In the passage on tidal stream speeds, what size of area is given as an example of a selected area being quite large?

◆ PAGE TEXT
▼
Also, the tidal stream arrows marked on Admiralty Charts (which have much smaller scales and thus give more detail) used during the Tidal Data Validation stage, only identify certain high-speeds tidal streams and give speeds for the entire areas of the sites that were of interested.
Therefore, when selecting the area for a site, the speed for all tidal currents within the area were assumed to equal the tidal-speed measurements for the point of latitude and longitude taken from the Tidal Stream Table, as shown in the figure below:
This assumption may cause problems if the selected area is quite large (e.g. greater than 5 km2) as the speed may in reality vary above and below this speed because of topographical differences on the seabed. However it was decided that the tidal speeds above and below the assumed speed would cancel each other out.
▲
Stored data
▼
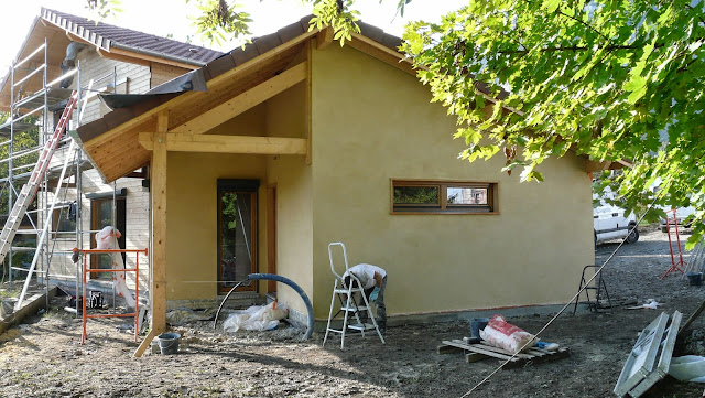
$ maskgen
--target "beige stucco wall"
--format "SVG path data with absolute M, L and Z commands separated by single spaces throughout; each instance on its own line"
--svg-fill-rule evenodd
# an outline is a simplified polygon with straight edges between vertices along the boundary
M 208 133 L 303 137 L 303 93 L 297 85 Z M 258 266 L 267 272 L 267 187 L 276 186 L 278 273 L 308 294 L 312 278 L 311 166 L 301 155 L 170 152 L 167 159 L 167 300 L 217 294 L 217 180 L 258 179 Z M 267 283 L 259 284 L 264 292 Z M 282 284 L 278 298 L 304 312 L 299 295 Z
M 268 136 L 304 137 L 304 84 L 299 84 L 267 103 Z M 268 157 L 268 183 L 276 185 L 276 272 L 293 280 L 310 299 L 315 293 L 311 171 L 304 157 Z M 276 297 L 305 314 L 305 305 L 292 289 L 279 283 Z
M 388 271 L 389 314 L 564 302 L 594 262 L 590 180 L 573 154 L 545 182 L 503 159 L 457 159 L 455 122 L 414 76 L 350 47 L 313 52 L 314 308 L 326 318 L 327 245 Z M 499 215 L 391 215 L 390 179 L 496 181 Z
M 264 158 L 256 155 L 169 153 L 166 175 L 167 300 L 197 300 L 217 297 L 218 179 L 263 180 L 265 176 L 264 168 Z M 260 190 L 260 203 L 263 194 Z M 261 234 L 258 235 L 258 239 L 262 239 Z M 258 254 L 261 252 L 262 245 L 260 245 Z

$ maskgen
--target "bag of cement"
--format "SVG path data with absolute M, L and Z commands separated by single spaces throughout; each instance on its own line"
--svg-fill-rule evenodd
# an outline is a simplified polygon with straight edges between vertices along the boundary
M 519 326 L 507 323 L 500 314 L 489 320 L 487 326 L 480 331 L 480 337 L 489 345 L 502 348 L 512 354 L 529 349 L 539 341 L 533 334 L 524 332 Z
M 705 357 L 685 355 L 672 358 L 669 375 L 681 381 L 705 383 Z
M 237 332 L 240 329 L 246 331 L 269 331 L 279 326 L 279 320 L 286 318 L 286 308 L 276 306 L 276 302 L 269 305 L 252 305 L 245 311 L 234 311 L 223 323 L 226 332 Z

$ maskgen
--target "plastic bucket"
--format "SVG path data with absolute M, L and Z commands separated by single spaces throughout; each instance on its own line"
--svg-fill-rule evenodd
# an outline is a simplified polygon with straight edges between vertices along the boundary
M 691 282 L 691 286 L 703 284 L 703 272 L 688 272 L 685 277 L 687 278 L 687 281 Z
M 470 336 L 479 338 L 480 330 L 485 329 L 488 322 L 489 318 L 473 318 L 470 320 Z
M 181 338 L 181 334 L 178 333 L 162 333 L 156 337 L 159 342 L 159 349 L 162 354 L 176 354 L 178 352 L 178 338 Z

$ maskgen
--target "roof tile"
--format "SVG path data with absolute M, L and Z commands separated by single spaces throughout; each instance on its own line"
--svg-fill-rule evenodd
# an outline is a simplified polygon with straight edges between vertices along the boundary
M 42 9 L 42 15 L 45 20 L 102 47 L 109 47 L 118 43 L 124 46 L 164 54 L 165 56 L 180 57 L 187 62 L 198 64 L 206 64 L 223 55 L 219 51 L 189 43 L 160 37 L 102 22 L 96 24 L 95 21 L 61 11 Z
▲
◆ THE RESPONSE
Greater than 5 km2.